### Problem statement
Substitute "image" for each occurrence of "photo" throughout the records below. Reproduce everything else unchanged, and leave out the pictures.

******************************

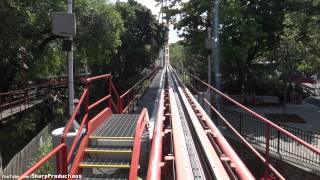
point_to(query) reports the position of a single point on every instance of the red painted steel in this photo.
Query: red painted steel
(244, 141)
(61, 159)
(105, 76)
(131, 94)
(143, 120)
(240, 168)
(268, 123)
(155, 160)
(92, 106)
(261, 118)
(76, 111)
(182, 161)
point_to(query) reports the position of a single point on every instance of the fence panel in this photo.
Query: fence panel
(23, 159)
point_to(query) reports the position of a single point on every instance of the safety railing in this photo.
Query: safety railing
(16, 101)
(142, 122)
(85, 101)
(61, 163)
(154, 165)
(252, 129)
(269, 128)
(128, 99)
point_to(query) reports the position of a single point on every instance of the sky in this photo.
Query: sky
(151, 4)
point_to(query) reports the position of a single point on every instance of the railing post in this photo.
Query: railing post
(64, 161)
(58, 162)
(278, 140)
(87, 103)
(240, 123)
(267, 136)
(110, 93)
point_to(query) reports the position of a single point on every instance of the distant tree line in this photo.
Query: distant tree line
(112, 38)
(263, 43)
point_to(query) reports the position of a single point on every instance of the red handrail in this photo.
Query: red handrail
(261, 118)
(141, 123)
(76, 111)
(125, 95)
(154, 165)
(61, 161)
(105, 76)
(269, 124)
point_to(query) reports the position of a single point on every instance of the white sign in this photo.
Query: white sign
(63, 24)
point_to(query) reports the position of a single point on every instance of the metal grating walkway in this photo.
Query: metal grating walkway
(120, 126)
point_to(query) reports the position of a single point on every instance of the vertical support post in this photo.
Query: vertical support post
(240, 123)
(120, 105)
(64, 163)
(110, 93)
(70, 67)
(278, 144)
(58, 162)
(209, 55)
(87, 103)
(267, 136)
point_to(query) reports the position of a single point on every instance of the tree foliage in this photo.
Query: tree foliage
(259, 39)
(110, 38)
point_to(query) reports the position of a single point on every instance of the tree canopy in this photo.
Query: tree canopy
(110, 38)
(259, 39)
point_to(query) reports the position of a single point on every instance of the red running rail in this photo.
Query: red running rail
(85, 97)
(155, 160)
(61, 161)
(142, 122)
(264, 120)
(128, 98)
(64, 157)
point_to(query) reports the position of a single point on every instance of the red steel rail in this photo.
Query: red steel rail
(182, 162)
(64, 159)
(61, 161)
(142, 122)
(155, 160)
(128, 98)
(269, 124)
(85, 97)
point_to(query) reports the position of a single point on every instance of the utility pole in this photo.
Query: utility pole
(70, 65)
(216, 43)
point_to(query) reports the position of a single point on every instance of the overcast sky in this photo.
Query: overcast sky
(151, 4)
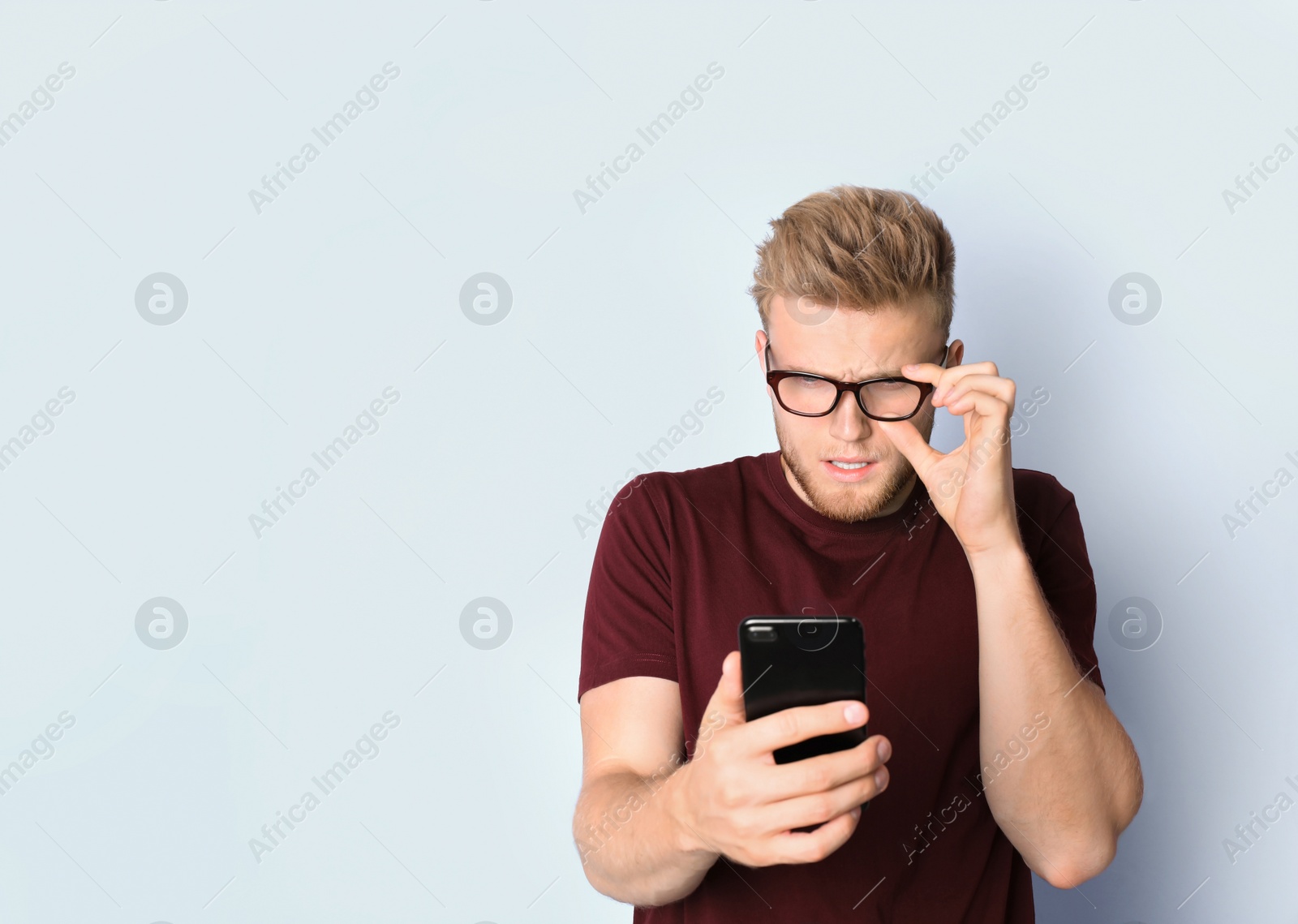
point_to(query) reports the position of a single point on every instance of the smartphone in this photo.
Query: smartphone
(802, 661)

******************************

### Full output
point_to(query) reports the position of a single point on every instance of the red painted steel in this image.
Query: red painted steel
(244, 141)
(61, 159)
(105, 76)
(131, 94)
(143, 120)
(240, 168)
(268, 123)
(155, 160)
(92, 106)
(261, 118)
(76, 111)
(182, 161)
point_to(query) reports the position of a single point on every instance of the fence panel in this image.
Query: fence panel
(23, 159)
point_to(query) reports the position of a single point on every instance of the safety railing in this image.
Query: safety railing
(16, 101)
(142, 122)
(85, 101)
(61, 163)
(154, 165)
(252, 129)
(269, 128)
(128, 99)
point_to(query) reports the position of a single point on every instance of the sky in this image.
Query: sky
(151, 4)
point_to(query) reports the position of a single point on every instance of the railing post in this image.
Query: railing post
(64, 161)
(58, 162)
(278, 140)
(87, 103)
(240, 123)
(267, 136)
(110, 93)
point_to(query) reports the position of a single point on every instance of the distant tree line in this image.
Query: distant tree line
(112, 38)
(263, 43)
point_to(query) reports the position of a single point on every instance of the red handrail in this image.
Query: red handrail
(261, 118)
(141, 123)
(76, 111)
(125, 95)
(154, 165)
(61, 161)
(105, 76)
(269, 124)
point_to(query) reports the position of a single point on every instance of the white sign in this image.
Query: white sign
(63, 24)
point_to(query) reports the position of a single point on every instance of the metal grating walkway in this image.
Query: metal grating walkway
(120, 126)
point_to(query) reports the position of a single point on every instance of the vertical support post in this image.
Query: vertical support post
(240, 123)
(120, 105)
(64, 163)
(110, 93)
(70, 67)
(278, 144)
(58, 162)
(209, 55)
(87, 103)
(267, 136)
point_to(query) reports the position of a single point on every instance of the tree foliage in this image.
Query: tree foliage
(259, 39)
(110, 38)
point_to(query) reports the position of a single point on every instance of the tree canopy in this image.
Query: tree canopy
(110, 38)
(259, 39)
point_to(query) reports the position of a single point on every instance of the red running rail in this image.
Query: red running rail
(85, 97)
(155, 160)
(61, 161)
(142, 122)
(264, 120)
(128, 98)
(64, 157)
point_to(query) reports the position of a single point on every instance of the red steel rail in this image.
Query: red steel rail
(182, 162)
(64, 159)
(61, 161)
(142, 122)
(155, 160)
(128, 98)
(269, 124)
(85, 97)
point_to(query) reports the position of a single point on every instance of the utility pole in this image.
Query: utility pole
(70, 65)
(216, 43)
point_to(query) reports the position of a single point on every instance of the overcast sky in this image.
Query: overcast sky
(151, 4)
point_to(query) reports the position of a single point on every instance of the smartphone in this image.
Query: smartphone
(802, 661)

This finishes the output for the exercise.